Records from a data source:
------------------------------------------------------------

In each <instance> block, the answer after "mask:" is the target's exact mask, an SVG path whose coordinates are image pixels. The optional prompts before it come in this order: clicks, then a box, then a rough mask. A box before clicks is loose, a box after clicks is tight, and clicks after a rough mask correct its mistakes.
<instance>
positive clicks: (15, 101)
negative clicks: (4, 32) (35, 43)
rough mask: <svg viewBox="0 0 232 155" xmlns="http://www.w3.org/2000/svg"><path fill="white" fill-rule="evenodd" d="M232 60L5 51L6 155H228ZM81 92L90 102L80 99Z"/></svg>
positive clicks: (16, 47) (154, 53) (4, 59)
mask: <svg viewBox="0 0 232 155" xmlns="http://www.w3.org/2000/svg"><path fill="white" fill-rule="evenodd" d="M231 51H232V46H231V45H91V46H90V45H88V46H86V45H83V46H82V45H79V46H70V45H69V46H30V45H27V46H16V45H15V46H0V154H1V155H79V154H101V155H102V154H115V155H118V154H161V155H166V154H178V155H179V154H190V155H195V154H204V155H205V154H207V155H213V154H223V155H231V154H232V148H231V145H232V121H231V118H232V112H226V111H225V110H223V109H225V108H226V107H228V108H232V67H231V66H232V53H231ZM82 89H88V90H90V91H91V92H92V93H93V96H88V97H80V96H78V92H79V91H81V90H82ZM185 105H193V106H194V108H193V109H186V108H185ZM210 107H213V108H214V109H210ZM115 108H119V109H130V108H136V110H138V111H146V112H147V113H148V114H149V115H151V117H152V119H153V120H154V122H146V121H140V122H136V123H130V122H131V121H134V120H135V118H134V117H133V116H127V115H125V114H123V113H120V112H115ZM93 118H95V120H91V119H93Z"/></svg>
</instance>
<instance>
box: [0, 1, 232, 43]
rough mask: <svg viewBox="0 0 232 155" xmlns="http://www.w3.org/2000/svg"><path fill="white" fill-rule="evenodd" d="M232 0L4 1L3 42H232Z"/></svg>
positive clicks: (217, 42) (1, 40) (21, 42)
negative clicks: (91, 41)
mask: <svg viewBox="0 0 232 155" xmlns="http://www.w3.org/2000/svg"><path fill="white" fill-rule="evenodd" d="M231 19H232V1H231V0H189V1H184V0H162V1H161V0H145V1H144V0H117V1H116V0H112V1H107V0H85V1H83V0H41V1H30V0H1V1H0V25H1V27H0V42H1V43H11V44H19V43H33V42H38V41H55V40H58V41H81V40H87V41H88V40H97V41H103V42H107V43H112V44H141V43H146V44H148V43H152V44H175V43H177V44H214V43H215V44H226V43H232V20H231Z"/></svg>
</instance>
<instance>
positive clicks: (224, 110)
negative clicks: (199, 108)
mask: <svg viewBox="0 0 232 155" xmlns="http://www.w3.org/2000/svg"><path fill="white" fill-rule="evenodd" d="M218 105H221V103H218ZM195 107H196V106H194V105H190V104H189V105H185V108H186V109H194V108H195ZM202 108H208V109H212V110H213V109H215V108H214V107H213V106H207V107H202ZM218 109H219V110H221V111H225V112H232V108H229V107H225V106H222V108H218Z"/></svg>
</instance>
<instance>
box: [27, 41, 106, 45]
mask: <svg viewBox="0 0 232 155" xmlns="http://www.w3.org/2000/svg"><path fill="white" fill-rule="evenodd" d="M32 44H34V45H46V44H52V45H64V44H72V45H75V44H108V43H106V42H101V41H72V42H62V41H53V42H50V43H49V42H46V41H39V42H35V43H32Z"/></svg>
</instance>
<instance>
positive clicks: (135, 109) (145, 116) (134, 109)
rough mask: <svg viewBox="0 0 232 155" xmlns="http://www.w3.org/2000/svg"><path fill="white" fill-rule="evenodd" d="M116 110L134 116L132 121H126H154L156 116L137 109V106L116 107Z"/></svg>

------------------------------------------------------------

Some lines of the data above may hold the word "rough"; report how many do, and nothing else.

4